Problem
Your answer should be the records, restated word for word.

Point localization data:
- Opening Delimiter -
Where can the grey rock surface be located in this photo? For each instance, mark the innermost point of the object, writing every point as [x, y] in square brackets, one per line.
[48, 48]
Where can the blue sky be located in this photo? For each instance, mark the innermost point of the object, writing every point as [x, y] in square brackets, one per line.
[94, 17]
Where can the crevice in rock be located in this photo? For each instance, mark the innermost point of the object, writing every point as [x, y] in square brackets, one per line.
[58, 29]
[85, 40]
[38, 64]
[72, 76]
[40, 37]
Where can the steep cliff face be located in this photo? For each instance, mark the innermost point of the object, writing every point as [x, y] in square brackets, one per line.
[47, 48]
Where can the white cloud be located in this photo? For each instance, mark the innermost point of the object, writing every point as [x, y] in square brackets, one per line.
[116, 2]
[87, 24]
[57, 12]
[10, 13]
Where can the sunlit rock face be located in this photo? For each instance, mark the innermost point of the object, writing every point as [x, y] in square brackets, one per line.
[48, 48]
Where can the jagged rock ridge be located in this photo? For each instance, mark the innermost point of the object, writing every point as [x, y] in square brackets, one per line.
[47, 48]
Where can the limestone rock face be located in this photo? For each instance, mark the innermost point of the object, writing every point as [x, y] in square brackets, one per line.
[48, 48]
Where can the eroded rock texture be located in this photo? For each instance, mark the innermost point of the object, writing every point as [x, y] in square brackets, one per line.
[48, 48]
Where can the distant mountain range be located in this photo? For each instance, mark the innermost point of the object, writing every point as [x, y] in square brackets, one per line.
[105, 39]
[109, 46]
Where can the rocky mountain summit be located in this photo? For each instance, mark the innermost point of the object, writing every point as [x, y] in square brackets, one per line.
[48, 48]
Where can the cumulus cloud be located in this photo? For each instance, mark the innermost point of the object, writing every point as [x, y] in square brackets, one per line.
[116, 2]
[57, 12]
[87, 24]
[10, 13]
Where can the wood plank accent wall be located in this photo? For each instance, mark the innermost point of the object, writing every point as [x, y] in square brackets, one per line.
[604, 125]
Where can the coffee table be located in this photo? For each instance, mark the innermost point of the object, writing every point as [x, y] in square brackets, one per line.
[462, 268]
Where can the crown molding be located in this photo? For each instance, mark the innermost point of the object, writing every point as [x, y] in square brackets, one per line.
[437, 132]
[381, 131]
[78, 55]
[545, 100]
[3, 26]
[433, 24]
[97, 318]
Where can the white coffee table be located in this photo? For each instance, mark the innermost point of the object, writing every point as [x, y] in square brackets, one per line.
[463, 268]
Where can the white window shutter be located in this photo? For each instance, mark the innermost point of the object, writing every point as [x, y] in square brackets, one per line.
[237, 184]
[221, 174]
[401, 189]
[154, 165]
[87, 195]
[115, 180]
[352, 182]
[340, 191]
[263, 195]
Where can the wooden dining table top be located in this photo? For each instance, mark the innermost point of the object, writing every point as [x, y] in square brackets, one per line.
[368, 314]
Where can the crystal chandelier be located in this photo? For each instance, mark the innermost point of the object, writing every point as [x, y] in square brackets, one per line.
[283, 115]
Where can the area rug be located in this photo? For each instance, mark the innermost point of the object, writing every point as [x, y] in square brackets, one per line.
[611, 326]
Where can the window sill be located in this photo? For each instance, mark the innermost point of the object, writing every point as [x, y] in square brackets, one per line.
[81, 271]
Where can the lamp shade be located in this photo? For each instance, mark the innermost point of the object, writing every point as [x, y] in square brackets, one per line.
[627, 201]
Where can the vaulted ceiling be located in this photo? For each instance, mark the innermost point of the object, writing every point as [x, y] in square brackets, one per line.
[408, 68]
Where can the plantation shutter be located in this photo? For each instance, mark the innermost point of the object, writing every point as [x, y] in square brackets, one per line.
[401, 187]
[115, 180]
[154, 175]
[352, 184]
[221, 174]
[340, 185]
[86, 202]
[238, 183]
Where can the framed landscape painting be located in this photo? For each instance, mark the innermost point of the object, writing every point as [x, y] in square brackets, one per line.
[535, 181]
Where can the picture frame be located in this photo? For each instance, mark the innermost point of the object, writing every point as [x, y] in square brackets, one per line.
- Closing Delimiter -
Response below
Where can the grey rock surface be located in this photo? For each instance, mark the innermost point of the object, writing every point as [x, y] in square brackets, one per line.
[48, 48]
Where can the blue sky be located in this photo? For each instance, mark the innermost point of the object, writing every point as [x, y] in square brackets, one per line.
[94, 17]
Where can the crevice in rock be located in this photo? For each instance, mark the innermost point of the object, writing every point as [x, y] in square brackets, one per line.
[58, 29]
[85, 40]
[38, 64]
[72, 76]
[40, 37]
Where can the steep cliff face be located in this photo? For each instance, mark the innermost point of the object, writing every point as [x, y] in square brackets, one per line.
[47, 48]
Where can the white cloud be located in this photo? For each instance, mark the innermost point of the object, writing every point as [x, y] in square brackets, one per line.
[116, 2]
[87, 24]
[57, 12]
[10, 13]
Where can the sunlit rock face be located in this photo? For each instance, mark the innermost point of the object, writing every point as [x, y] in square brackets, one per line.
[48, 48]
Where can the jagged rock ridge be located in this photo? For each instance, mark the innermost point of the object, writing every point as [x, y] in square brackets, one per line.
[47, 48]
Where can the limestone rock face be located in this photo? For each instance, mark the innermost point of the object, writing every point as [x, y] in square brackets, one per line.
[48, 48]
Where can the eroded rock texture be located in this photo? For each instance, mark the innermost point of the object, writing every point as [x, y] in square brackets, one per line.
[48, 48]
Where can the distant mountain range be located in this photo? For each instance, mark the innermost point of the object, writing every point as [x, y] in square brackets, one per line.
[105, 39]
[109, 46]
Where can the rocky mountain summit be located in this photo? For each instance, mark the innermost point of the object, writing every point as [x, y] in square brackets, one per line.
[48, 48]
Where can the cumulus cloud be located in this photo? For each instance, mark the innermost point of the object, writing every point as [x, y] in square brackets, one per line.
[116, 2]
[57, 12]
[87, 24]
[10, 13]
Where can the wood plank accent wall be located in this photo? For each instance, mark the innermost point of the object, writing every point as [x, y] in square brackets, one per line.
[604, 125]
Where can the coffee table be located in this photo? For each instance, mark the innermost point of the object, writing every point as [x, y] in square brackets, one per line.
[462, 268]
Where can the crown molding be located in this photo? For each instance, mark the innermost point of the object, writing every point as [x, y] in square brackets, one per line.
[437, 132]
[381, 131]
[78, 55]
[545, 100]
[3, 26]
[433, 24]
[97, 318]
Where can the white coffee table be located in this photo? For each instance, mark the innermost point of the object, writing every point as [x, y] in square brackets, one per line.
[463, 268]
Where can the white window shutter be located in this photo? For each instance, mark the innermost point of the object, writing every point as [x, y] in square brackets, one per line.
[237, 184]
[221, 174]
[401, 189]
[154, 165]
[87, 195]
[115, 180]
[352, 182]
[340, 191]
[263, 195]
Where can the wooden dining table top be located in this photo? For each instance, mark the innermost point of the object, writing every point as [x, y] in square brackets, one per line.
[368, 314]
Where can the crystal chandelier be located in this photo? For each instance, mark the innermost point of the object, writing every point as [x, y] in square brackets, one per line.
[283, 115]
Where can the area rug be located in this photo? For each instance, mark the innermost point of the object, writing every point as [x, y] in square brackets, one per line.
[611, 326]
Where can the window sill be located in this photo? For each instance, mark the innermost point of the object, writing every point as [x, y] in square brackets, one per line.
[81, 271]
Where can the lamp shade be located in this photo? For each instance, mark the innermost point of the object, writing every point as [x, y] in square brackets, one per line.
[627, 201]
Where can the vaulted ceiling be located in this photo? For each instance, mark the innermost point of the object, writing every point as [x, y] in square brackets, one per line.
[408, 68]
Where can the plantation shutter be located in this photo? For each instance, mark the innermost point of the object, writing every point as [x, y] in square brackets, one per line.
[401, 187]
[115, 180]
[154, 175]
[352, 184]
[221, 174]
[340, 185]
[86, 202]
[238, 183]
Where can the framed landscape painting be located in this photo? For each instance, mark the innermost point of the object, writing every point as [x, y] in square brackets, one per line.
[535, 181]
Where can the picture frame be located in this photo? For each instance, mark the innermost point of the object, writing every point as [x, y] in square brackets, one per line.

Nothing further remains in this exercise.